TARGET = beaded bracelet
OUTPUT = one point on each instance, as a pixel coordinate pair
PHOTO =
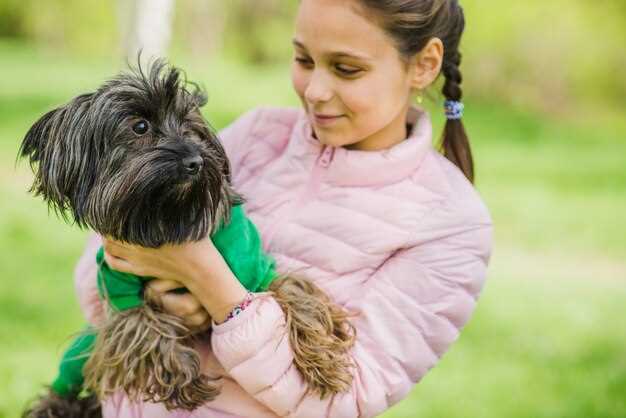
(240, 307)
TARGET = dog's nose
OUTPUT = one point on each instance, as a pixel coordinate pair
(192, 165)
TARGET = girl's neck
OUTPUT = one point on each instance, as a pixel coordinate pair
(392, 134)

:::

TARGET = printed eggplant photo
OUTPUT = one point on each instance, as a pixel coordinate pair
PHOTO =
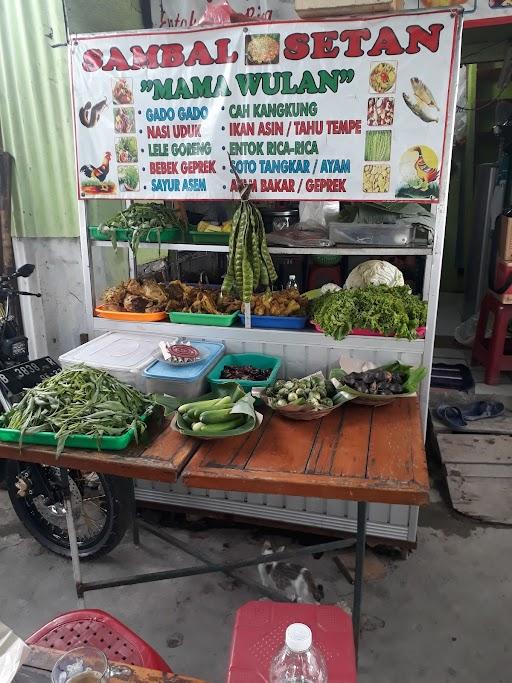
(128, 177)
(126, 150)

:::

-- Exercise brief --
How many lines of the listing above contain the string "TARGET"? Case counts, and your reply should be the number only.

-- Result of the task --
4